Exercise goal: The output is the lines below from the one with "Where can the tree trunk" through the one with "Where can the forest", both included, printed exactly and with no other line.

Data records
————

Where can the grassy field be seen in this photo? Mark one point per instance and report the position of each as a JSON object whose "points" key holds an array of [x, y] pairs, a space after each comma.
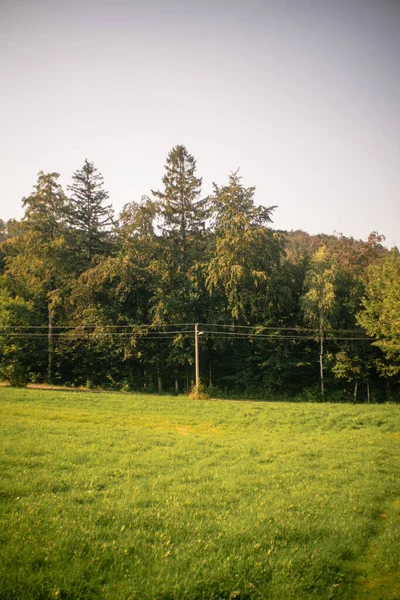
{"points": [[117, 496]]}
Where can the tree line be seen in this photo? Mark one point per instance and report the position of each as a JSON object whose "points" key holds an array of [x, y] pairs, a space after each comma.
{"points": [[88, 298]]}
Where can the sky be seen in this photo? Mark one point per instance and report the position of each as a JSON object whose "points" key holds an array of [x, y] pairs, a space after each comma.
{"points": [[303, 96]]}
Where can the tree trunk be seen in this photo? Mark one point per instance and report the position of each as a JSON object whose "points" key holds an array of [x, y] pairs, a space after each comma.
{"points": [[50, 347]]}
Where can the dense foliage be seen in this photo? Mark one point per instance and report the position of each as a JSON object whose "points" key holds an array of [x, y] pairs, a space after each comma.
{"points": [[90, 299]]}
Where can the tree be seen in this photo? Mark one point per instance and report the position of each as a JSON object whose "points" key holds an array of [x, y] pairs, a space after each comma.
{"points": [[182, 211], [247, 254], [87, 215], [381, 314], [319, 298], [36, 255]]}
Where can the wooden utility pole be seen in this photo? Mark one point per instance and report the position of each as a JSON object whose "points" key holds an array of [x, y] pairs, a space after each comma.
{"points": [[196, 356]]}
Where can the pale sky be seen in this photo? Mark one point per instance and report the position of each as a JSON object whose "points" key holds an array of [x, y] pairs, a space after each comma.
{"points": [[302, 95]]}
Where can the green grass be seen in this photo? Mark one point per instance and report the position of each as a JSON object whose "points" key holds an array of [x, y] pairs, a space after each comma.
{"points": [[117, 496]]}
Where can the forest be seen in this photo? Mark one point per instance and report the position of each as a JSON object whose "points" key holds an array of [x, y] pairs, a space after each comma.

————

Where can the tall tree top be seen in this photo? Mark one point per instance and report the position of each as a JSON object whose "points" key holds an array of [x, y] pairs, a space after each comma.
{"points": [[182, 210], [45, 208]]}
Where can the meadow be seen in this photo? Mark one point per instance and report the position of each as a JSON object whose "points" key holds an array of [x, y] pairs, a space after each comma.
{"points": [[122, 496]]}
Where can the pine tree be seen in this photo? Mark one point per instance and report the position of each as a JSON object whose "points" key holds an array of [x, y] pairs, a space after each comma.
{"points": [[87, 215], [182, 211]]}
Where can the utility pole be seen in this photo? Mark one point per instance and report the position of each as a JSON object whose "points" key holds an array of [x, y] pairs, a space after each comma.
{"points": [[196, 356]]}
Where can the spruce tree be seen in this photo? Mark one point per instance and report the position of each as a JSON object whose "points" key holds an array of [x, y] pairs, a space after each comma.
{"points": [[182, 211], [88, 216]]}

————

Answer to this problem:
Where can the tree trunk be seen in this photo? Mark one point per instance and report the position of each as a JSON object whose "points" key holds an array of [x, y] pairs, a space after each comma.
{"points": [[50, 347]]}
Where can the dense foliage be seen in this photo? Mark one point per instance and report the position of each as a JSON object whose "points" key holds an array of [x, y] pairs, a space after each comma.
{"points": [[90, 299]]}
Where can the tree be seen in this photo? Mark one point per instance and report the position of each as a JSON object whose "points" key holds an array of [x, y] pairs, a space after each comma.
{"points": [[182, 211], [247, 254], [87, 215], [381, 314], [319, 298], [36, 255]]}
Where can the wooden utility pole be seen in this photo? Mark one point per instance and report the position of each as a JSON object whose "points" key holds an array of [x, y] pairs, a space after each comma.
{"points": [[196, 356]]}
Where can the pale sky be seen in this photo? Mark one point per instance and report the position of each as a JSON object whose "points" key holds an array of [x, y] pairs, a space after each comma.
{"points": [[302, 95]]}
Where can the green grass be seen in this photo? Mark one point per instance and report the position of each as a JSON object whose "points" key holds an array of [x, y] pairs, a space after each comma.
{"points": [[117, 496]]}
Where can the forest be seen in this photo? Mark one point per instance and report the position of each as a JSON object whose "points" key holds an array of [x, y] pairs, a space after each comma.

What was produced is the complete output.